TASK A: In the commentary on Clinton's campaign, which South Carolina state senator declared that having a black man at the top of the Democratic Party would doom the entire ticket?
TASK B: From the commentary on Clinton's campaign, return verbatim the stretch from "Then there is" through "keeps getting worse.".

PAGE:
....
Conservatives rarely make clear exactly how this dreaded machine is supposed to mow down the competition. Other candidates have fundraisers, union supporters, media consultants and the like.

Is the idea that Clinton's team is so battle-tested from her husband's presidency that it knows how to play the game far better than the competition? It's a plausible theory, but so far it doesn't seem to be working out that way.

A week ago, South Carolina state Sen. Robert Ford, a Clinton supporter, declared that having a black man at the top of the Democratic Party would doom the entire ticket. That, of course, was just the thing Barack Obama wanted -- a chance to stand up for the right of African Americans to run for president. "When folks were saying, 'We're going to march for our freedom,' they said, 'You can't do that,' " he said in his next speech. "When somebody said, 'You can't sit at the lunch counter.... You can't do that.' " It was the highlight of Obama's speech, all thanks to a blundering attack by a Clinton surrogate.

Then there is the continuing controversy surrounding Clinton's 2002 vote to authorize the Iraq war. Clinton's advisors have apparently decided that she will never apologize for the vote, as doing so would make her look weak in the general election. Which may be true, except that her war vote is hounding her everywhere she goes, the first primaries are nearly a year away and the war keeps getting worse.
....
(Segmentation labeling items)
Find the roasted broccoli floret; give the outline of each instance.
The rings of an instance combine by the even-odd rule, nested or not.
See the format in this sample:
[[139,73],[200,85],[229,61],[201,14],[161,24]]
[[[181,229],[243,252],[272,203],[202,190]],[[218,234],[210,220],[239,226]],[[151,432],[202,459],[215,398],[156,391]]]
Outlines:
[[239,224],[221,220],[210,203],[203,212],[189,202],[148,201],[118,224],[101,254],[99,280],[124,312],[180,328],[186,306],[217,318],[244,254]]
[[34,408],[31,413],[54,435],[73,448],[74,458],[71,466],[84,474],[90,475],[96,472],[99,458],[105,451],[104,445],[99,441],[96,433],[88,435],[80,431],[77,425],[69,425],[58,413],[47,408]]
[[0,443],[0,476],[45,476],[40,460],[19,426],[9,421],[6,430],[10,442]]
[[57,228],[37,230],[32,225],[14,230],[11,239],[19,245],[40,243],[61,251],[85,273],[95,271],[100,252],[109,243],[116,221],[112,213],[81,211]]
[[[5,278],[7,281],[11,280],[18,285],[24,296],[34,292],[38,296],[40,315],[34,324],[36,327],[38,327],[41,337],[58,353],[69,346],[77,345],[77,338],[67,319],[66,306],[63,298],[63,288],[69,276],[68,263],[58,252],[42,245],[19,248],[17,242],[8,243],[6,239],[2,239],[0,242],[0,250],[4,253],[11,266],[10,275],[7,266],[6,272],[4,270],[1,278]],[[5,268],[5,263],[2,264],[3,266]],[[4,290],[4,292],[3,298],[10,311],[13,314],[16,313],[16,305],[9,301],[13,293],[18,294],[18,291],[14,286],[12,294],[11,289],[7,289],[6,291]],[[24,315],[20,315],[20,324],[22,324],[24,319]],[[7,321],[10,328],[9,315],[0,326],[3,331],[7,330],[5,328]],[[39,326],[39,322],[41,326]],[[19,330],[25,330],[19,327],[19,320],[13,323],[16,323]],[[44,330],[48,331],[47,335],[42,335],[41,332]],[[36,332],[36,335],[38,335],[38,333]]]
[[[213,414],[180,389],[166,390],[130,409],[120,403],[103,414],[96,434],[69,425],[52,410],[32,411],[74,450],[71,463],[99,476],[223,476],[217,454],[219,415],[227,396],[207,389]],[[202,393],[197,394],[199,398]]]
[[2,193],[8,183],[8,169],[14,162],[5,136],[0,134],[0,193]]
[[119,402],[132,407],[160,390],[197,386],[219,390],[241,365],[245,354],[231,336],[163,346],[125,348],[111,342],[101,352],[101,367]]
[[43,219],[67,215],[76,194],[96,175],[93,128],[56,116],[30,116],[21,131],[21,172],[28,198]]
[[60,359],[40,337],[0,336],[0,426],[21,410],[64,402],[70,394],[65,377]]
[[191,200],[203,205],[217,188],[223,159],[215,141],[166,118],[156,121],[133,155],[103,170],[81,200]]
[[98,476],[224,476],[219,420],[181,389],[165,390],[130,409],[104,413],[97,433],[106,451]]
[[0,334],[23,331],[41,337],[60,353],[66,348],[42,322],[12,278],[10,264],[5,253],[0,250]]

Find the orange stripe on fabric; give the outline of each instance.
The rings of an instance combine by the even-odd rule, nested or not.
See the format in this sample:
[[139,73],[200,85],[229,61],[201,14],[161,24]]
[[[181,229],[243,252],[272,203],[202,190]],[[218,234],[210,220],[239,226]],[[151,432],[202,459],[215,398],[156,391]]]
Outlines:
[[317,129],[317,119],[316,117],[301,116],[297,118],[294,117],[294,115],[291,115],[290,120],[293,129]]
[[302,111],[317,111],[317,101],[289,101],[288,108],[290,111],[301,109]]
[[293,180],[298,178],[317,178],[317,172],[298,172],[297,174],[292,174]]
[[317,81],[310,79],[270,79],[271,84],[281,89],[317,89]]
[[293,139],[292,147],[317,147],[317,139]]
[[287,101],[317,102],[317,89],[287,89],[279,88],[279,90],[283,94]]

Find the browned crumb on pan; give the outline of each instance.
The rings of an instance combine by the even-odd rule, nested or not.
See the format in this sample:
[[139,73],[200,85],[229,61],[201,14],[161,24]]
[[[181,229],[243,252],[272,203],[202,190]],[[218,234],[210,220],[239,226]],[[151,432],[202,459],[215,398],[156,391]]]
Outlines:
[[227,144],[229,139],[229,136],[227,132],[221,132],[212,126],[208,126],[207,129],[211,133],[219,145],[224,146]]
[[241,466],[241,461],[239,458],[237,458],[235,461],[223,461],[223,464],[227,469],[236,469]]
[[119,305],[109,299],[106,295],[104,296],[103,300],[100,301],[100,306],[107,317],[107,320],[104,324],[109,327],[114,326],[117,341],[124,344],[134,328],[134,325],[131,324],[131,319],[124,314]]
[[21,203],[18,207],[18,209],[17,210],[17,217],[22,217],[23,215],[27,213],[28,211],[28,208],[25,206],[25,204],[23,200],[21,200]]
....
FULL OUTPUT A: Robert Ford

FULL OUTPUT B:
Then there is the continuing controversy surrounding Clinton's 2002 vote to authorize the Iraq war. Clinton's advisors have apparently decided that she will never apologize for the vote, as doing so would make her look weak in the general election. Which may be true, except that her war vote is hounding her everywhere she goes, the first primaries are nearly a year away and the war keeps getting worse.